== Recorded information ==

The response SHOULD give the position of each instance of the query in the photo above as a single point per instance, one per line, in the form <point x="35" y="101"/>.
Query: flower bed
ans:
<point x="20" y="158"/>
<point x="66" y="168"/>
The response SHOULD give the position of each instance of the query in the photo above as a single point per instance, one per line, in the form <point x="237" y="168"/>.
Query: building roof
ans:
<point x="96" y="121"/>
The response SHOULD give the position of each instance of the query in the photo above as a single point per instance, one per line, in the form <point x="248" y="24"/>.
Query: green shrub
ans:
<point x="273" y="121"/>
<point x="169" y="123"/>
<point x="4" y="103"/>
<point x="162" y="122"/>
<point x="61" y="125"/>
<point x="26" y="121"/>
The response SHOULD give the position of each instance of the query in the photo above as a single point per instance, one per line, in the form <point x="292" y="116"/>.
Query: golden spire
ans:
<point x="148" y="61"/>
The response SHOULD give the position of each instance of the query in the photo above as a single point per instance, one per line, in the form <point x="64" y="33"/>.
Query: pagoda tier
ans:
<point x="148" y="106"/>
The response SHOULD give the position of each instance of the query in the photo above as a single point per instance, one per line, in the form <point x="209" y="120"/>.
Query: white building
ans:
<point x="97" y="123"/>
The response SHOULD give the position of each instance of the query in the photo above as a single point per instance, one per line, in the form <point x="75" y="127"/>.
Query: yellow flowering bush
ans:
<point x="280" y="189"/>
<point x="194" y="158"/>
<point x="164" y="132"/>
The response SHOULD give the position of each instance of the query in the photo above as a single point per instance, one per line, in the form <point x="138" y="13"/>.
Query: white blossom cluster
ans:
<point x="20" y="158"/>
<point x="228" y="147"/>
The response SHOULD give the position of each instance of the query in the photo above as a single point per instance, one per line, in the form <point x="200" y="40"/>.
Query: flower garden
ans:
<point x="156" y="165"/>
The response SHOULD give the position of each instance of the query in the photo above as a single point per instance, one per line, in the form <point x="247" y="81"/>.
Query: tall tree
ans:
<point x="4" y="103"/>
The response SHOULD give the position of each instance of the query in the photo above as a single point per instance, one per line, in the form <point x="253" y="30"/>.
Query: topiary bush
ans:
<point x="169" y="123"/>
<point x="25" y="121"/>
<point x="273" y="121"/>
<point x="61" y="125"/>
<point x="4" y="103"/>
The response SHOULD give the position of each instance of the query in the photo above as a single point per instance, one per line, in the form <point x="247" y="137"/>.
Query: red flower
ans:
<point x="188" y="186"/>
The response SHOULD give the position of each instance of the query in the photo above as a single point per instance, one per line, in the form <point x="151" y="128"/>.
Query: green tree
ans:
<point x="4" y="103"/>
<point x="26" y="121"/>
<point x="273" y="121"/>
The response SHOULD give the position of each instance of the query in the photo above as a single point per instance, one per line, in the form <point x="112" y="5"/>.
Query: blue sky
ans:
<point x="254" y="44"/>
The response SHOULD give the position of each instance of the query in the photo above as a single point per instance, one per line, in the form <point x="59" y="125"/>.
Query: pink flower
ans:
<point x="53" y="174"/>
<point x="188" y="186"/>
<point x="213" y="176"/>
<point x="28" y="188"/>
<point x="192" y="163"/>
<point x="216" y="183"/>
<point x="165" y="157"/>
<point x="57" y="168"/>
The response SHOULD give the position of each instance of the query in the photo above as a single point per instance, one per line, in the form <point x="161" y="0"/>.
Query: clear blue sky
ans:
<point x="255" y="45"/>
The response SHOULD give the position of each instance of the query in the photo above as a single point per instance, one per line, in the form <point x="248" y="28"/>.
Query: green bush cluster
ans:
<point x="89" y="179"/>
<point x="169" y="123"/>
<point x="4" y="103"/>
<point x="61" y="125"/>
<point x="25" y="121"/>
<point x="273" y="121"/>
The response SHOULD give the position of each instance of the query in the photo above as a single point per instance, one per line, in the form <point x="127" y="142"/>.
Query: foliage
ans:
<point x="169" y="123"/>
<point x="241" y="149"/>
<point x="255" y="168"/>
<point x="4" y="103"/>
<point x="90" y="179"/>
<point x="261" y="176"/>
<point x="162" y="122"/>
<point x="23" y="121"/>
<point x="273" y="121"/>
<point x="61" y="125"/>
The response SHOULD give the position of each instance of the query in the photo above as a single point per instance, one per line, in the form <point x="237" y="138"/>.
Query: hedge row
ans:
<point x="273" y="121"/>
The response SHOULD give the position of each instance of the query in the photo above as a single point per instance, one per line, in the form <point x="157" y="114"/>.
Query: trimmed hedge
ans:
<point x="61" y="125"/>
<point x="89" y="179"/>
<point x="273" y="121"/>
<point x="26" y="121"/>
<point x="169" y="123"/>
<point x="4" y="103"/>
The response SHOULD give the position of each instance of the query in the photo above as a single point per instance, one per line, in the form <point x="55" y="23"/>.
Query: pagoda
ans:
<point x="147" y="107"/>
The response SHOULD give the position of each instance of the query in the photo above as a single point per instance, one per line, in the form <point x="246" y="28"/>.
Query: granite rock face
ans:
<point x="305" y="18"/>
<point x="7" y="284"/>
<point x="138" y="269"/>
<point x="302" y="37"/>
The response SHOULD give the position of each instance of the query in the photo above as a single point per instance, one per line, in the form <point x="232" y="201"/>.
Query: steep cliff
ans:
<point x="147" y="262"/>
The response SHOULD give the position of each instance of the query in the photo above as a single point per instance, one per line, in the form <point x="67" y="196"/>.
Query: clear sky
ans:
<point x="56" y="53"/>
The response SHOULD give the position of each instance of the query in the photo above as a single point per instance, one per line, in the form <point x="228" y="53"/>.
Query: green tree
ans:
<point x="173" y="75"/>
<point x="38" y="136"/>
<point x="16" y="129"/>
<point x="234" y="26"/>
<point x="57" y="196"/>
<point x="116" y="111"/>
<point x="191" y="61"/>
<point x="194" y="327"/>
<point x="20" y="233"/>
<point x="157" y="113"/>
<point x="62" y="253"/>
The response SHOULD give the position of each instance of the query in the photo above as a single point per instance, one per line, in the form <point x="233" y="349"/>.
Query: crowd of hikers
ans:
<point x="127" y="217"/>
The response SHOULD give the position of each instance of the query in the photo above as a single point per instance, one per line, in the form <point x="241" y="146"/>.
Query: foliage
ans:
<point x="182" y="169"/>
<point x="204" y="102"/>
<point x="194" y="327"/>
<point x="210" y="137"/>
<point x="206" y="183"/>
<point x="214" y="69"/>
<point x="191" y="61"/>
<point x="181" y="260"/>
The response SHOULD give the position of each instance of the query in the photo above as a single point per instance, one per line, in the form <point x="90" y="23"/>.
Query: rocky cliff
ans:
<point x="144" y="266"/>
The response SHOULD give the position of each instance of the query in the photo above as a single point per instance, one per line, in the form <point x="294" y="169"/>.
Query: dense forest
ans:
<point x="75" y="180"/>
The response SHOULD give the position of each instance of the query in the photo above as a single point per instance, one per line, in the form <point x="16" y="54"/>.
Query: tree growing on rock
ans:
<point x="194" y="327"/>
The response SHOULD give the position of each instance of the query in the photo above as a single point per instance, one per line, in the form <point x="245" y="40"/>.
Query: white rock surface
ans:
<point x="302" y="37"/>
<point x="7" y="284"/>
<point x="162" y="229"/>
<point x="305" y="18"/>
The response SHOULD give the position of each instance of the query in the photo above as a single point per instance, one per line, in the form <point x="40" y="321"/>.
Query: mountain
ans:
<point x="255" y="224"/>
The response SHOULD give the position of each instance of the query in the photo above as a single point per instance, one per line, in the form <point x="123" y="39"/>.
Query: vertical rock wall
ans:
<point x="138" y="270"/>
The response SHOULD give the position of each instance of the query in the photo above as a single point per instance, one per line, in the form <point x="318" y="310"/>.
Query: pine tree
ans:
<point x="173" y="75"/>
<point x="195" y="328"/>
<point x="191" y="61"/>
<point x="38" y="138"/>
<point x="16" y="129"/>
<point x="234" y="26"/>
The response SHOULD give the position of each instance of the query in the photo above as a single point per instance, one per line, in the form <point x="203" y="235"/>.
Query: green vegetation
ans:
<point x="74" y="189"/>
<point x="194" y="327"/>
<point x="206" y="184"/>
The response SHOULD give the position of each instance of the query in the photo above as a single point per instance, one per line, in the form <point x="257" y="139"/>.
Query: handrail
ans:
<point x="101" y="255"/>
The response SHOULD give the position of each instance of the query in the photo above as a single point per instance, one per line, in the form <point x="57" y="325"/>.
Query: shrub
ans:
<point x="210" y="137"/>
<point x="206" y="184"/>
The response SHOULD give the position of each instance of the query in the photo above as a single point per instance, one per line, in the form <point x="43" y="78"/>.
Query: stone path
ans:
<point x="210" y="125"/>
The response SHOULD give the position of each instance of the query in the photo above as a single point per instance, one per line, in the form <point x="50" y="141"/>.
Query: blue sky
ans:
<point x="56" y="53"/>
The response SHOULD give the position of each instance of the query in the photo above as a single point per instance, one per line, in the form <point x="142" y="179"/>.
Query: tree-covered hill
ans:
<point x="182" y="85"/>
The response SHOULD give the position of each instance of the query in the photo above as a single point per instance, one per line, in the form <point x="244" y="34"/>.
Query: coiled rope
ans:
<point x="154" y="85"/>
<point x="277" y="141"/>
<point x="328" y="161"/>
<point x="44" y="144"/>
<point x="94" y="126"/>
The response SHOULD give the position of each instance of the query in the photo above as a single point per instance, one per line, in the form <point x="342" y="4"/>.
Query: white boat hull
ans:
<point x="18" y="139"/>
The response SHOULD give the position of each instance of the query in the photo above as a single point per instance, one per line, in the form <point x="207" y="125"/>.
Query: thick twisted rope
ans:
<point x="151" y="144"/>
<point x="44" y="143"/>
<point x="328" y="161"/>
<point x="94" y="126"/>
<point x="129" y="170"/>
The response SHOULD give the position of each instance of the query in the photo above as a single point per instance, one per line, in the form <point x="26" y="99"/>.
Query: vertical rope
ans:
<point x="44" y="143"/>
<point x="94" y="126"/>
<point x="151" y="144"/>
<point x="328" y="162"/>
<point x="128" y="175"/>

===

Written instruction:
Collect every line of the records above that contains the word "white". Case counts, so a line with the word in different capitalization does not qualify.

Problem solution:
Query: white building
Query: white blossom cluster
Query: white rock surface
Query: white boat hull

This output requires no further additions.